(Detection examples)
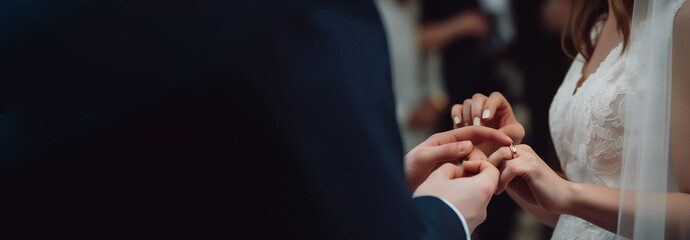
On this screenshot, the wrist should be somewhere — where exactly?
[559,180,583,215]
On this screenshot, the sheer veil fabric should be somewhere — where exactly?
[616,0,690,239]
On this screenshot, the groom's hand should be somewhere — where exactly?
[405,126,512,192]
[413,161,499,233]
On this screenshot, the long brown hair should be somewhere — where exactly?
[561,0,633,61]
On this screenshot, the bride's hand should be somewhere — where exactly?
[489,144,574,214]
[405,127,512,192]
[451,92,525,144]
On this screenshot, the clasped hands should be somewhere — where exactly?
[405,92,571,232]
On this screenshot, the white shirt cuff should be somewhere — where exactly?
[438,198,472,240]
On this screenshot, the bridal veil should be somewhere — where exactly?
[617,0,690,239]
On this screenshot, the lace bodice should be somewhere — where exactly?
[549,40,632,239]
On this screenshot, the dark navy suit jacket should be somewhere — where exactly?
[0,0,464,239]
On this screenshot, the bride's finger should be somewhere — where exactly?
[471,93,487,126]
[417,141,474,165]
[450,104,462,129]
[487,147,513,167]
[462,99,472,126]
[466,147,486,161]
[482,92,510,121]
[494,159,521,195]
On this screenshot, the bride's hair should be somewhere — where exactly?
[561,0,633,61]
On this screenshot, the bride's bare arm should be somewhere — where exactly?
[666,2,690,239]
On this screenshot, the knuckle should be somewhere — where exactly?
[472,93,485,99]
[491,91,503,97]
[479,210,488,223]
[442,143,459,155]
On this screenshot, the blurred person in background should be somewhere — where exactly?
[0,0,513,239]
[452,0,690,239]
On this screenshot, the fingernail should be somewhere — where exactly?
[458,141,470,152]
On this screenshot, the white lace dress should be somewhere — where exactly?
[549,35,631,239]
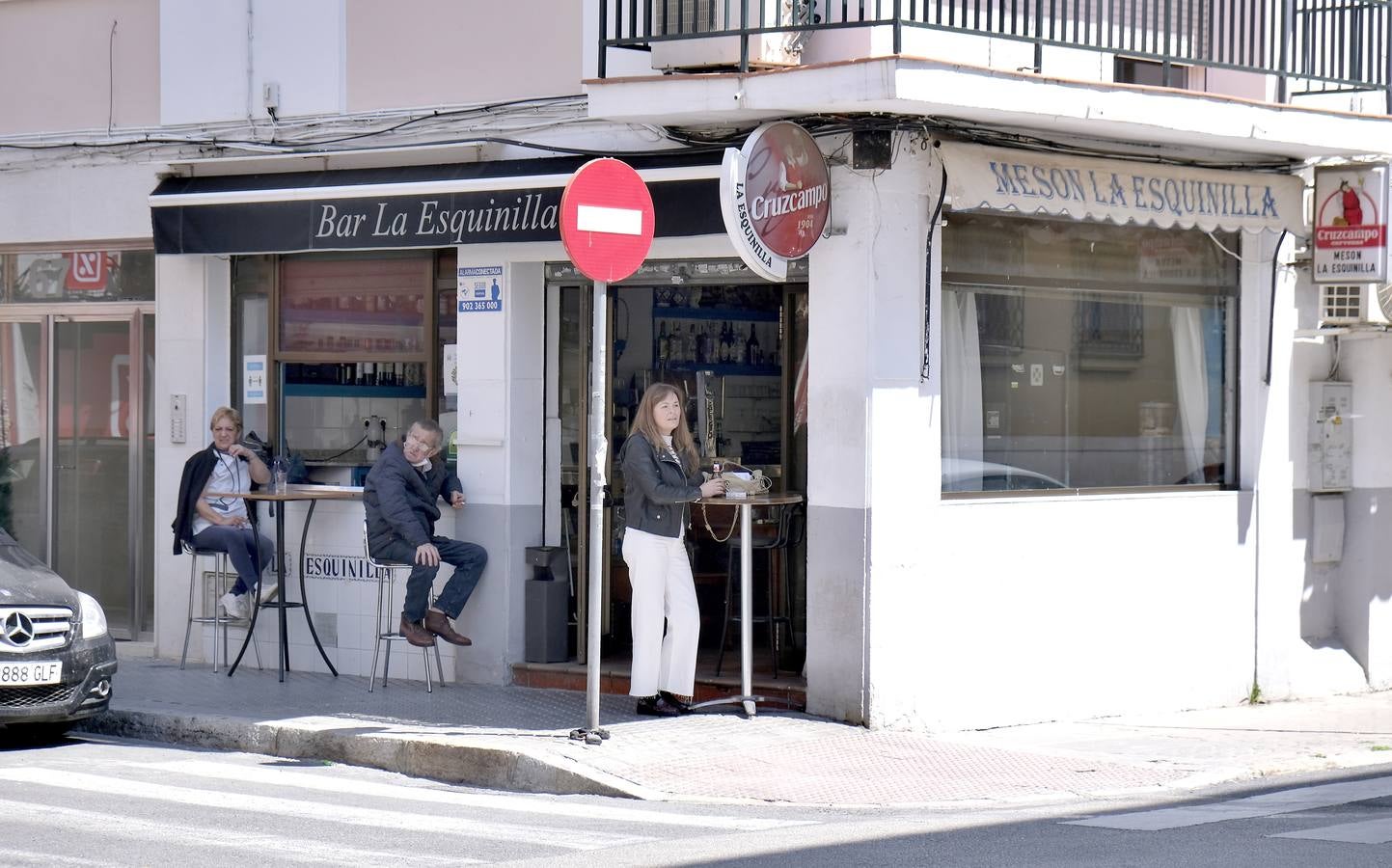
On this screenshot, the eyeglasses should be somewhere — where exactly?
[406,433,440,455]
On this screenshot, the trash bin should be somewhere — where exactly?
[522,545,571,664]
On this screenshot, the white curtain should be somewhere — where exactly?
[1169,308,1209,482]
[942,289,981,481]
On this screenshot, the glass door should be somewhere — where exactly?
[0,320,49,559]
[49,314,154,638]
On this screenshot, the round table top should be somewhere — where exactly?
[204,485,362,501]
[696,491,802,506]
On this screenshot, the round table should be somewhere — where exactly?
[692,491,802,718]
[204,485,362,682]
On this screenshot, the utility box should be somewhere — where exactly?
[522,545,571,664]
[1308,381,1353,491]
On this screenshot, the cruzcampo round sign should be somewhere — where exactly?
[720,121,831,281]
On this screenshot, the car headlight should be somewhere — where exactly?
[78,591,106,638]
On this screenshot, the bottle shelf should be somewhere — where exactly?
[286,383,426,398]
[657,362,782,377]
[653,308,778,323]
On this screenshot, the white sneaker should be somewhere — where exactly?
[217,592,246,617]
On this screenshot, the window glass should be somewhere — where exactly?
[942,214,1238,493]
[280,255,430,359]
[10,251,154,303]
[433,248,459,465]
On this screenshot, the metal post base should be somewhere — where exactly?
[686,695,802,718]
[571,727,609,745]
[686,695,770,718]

**What is needed**
Can you copy out the whole listing above word for word, leaving out the pictures?

**Task answer**
On this screenshot, the wrist should be somewhere — where exactly?
[559,180,583,215]
On this screenshot, the sheer veil fabric should be somewhere — where exactly?
[616,0,690,239]
On this screenshot, the groom's hand should be somewhere — where exactly?
[405,126,512,192]
[413,161,499,233]
On this screenshot, the long brown hair should be somewhere — where exactly?
[561,0,633,61]
On this screenshot, the bride's hand should be somewhere — where exactly?
[489,144,574,214]
[405,127,512,192]
[451,92,525,144]
On this screenshot, the clasped hands should be somewhere — where exactly?
[405,92,571,232]
On this screenshot, the white shirt cuff should be somewhere — where exactly?
[438,198,472,240]
On this screenshot, the bridal veil should be somewhere — where exactly?
[617,0,690,239]
On this screenshot, the lace bodice should be somewhere — where exactly?
[549,40,632,239]
On this screenshot, the dark navy suit jacket should be somewhere — where exactly?
[0,0,464,239]
On this screenshot, the bride's finger should be somewhere — where exactly?
[471,93,487,126]
[417,141,474,165]
[450,104,462,129]
[487,147,513,167]
[462,99,472,126]
[466,147,486,161]
[482,92,510,121]
[494,159,521,195]
On this screenshot, the bride's hair should be somewhere — where exactly?
[561,0,633,61]
On this screenshot, the bride's bare arm should be somewhere — where exactly?
[666,2,690,239]
On this screenshot, the knuckle should be somewhere — where exactly?
[472,93,485,99]
[491,91,503,97]
[479,210,488,223]
[442,143,459,155]
On this screenshot, the blurred person in background should be somewhere — where exactly?
[0,0,513,239]
[452,0,690,239]
On this screenshot, the fingernail should be somewhere — where exactly?
[458,141,470,152]
On this screenshot, the white lace dress should be somewhere — where exactly?
[549,35,631,239]
On this screenshot, the eyeglasses should be somewhere — where exactly?
[406,433,440,455]
On this screenshot, the trash bin should be somewhere — where exactly?
[522,545,571,664]
On this screenshot, the white curtain should be somewhere — where exactly?
[1169,308,1209,482]
[942,289,981,481]
On this screenshot, the glass door should be somewhere — where exactly?
[0,320,49,559]
[49,314,154,638]
On this screenshot, the round table top should be somewhere — where exactly?
[204,485,362,501]
[696,491,802,506]
On this screenshot, the round table should be somewhere — where exactly?
[692,491,802,718]
[204,485,362,682]
On this screenshot, the utility box should be somewhere — where exactly?
[522,545,571,664]
[1308,381,1353,491]
On this screenshot, the cruzcampo round sign should be somewhere — where exactly?
[720,121,831,281]
On this screenshot, the car headlight should be somewhere — where exactly?
[78,591,106,638]
On this screenshot, the bottle shelf should be somewhere — where exactly?
[286,383,426,398]
[657,362,782,377]
[653,308,778,323]
On this screenshot, the white sneaker should be somewhere — where exactly?
[217,592,246,617]
On this screenshot, the window glass should be somewhere — where exactly?
[942,214,1238,493]
[280,255,430,359]
[10,251,154,303]
[433,248,459,465]
On this screenshot, the metal post base should be somewhere — where exactly?
[686,695,802,718]
[571,727,609,745]
[686,695,770,718]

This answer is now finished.